# SOURCE EXTRACT

__________

Occasionally, cinema offers an image so provocative, it burns right through the screen. In the 1947 classic Black Narcissus it’s the sight of a pair of lips being painted in garish red. They belong to Ruth (an electric Kathleen Byron), a nun who has rejected her vows in favour of lust and madness. Her habit has been traded for a bewitching, crimson-coloured dress. Her hair is pristinely coiffed. But she looks pale and feverish, a sign either of infection or demonic possession.

One of the great gifts of Michael Powell and Eric Pressburger, known as The Archers, was their ability to encapsulate each film in a single image. In 1948’s The Red Shoes, it’s the moment Moira Shearer’s ballet dancer clasps the side of her head in wild, sweaty desperation – she’s a woman torn between love and art. All of Black Narcissus can be contained within Ruth’s lipstick tube, with its exotic promises of sexual liberation. Today, the film plays as a gorgeous, scintillating melodrama. But for Britain in the late Forties, rife with repression and postwar trauma, it was nothing less than explosive.

Based on a novel by Rumer Godden, the film follows a handful of Anglican nuns on an abortive mission to found a convent high up in the Himalayas, in a palace once used to house the local ruler’s harem. Powell, who did the majority of the directing, chose not to film on location in India, but at London’s Pinewood Studios, with a handful of scenes shot in the west Sussex garden of an Indian army retiree. Matt paintings were used instead, meaning the mountain ranges were all rendered on large sheets of glass. Still, Powell received letters from people who were convinced they’d travelled to the exact locations in the film.

__________

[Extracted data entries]
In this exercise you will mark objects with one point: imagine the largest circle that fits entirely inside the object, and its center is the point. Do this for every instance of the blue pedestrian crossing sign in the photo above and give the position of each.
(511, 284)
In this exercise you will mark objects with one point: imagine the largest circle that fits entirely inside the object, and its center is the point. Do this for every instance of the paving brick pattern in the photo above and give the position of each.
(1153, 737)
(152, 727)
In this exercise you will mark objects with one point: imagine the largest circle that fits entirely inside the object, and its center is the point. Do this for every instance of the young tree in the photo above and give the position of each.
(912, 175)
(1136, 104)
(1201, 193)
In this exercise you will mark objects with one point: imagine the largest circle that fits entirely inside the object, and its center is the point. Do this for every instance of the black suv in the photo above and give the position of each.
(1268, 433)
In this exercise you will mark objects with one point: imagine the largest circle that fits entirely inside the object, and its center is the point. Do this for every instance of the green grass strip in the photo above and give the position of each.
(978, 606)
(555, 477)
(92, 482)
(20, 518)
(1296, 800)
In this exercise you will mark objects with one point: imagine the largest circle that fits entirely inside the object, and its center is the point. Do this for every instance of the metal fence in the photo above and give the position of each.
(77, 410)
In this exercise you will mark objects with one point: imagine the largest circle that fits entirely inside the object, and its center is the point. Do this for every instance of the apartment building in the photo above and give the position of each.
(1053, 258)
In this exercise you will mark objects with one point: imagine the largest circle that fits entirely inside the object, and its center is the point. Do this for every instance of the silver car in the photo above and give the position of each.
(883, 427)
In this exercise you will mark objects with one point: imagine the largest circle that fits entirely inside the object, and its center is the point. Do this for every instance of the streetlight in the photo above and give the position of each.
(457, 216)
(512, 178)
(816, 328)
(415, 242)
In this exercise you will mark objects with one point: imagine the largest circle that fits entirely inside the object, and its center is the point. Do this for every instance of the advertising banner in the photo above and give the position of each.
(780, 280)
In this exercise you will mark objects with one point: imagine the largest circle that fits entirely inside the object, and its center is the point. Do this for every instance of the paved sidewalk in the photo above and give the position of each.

__________

# REQUIRED TASKS
• A. Reproduce the Black Narcissus passage from "Occasionally, cinema offers" to "or demonic possession.", swapping "garish red" for "vivid scarlet".
• B. Render this sentence from the Black Narcissus passage in French: "Today, the film plays as a gorgeous, scintillating melodrama."
These lines have no role in what is asked here.

# SOLUTION SET
• A.
Occasionally, cinema offers an image so provocative, it burns right through the screen. In the 1947 classic Black Narcissus it’s the sight of a pair of lips being painted in vivid scarlet. They belong to Ruth (an electric Kathleen Byron), a nun who has rejected her vows in favour of lust and madness. Her habit has been traded for a bewitching, crimson-coloured dress. Her hair is pristinely coiffed. But she looks pale and feverish, a sign either of infection or demonic possession.

• B. Aujourd'hui, le film se présente comme un mélodrame somptueux et étincelant.